WORK REQUIRED: Copy every line of the records that contains the word "mask". Matching is case-sensitive.

SOURCE RECORDS:
┌──

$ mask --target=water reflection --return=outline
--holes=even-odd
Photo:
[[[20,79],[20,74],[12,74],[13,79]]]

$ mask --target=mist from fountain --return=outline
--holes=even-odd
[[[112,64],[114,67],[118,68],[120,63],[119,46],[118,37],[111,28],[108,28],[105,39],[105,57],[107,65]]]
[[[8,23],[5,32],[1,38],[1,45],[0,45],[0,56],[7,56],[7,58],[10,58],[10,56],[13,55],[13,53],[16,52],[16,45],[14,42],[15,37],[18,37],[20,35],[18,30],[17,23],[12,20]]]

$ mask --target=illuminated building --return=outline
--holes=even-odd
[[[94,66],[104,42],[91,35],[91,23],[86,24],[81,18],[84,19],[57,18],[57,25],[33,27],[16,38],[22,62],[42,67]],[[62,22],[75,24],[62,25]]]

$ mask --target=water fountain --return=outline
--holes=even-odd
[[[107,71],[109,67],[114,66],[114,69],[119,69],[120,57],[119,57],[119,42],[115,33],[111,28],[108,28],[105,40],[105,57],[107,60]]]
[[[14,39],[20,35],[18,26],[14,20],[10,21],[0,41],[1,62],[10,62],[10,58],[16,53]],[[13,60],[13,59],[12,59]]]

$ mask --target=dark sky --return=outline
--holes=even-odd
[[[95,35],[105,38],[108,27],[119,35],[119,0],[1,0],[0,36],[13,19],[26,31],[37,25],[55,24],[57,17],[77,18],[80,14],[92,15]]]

└──
┌──

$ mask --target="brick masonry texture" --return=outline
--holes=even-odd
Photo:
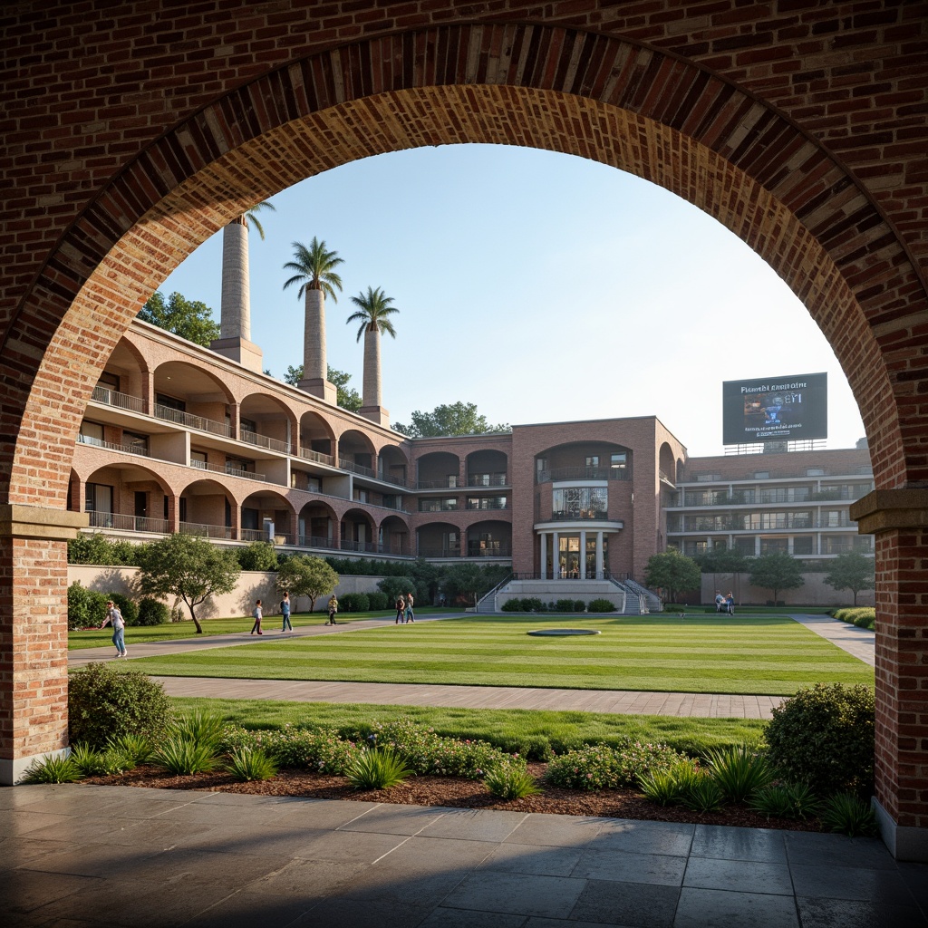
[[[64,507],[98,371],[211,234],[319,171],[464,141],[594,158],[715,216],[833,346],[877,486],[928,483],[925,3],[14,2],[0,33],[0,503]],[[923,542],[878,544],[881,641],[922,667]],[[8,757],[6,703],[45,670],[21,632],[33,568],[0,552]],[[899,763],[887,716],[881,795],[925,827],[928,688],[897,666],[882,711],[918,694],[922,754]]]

└──

EXPECTED OUTPUT:
$ mask --target=water reflection --return=outline
$ mask --target=mist from fountain --return=outline
$ mask --target=illuminated building --return=outline
$ mask --target=water fountain --return=outline
$ mask --target=dark sky --return=outline
$ mask --target="brick masonry texture" --return=outline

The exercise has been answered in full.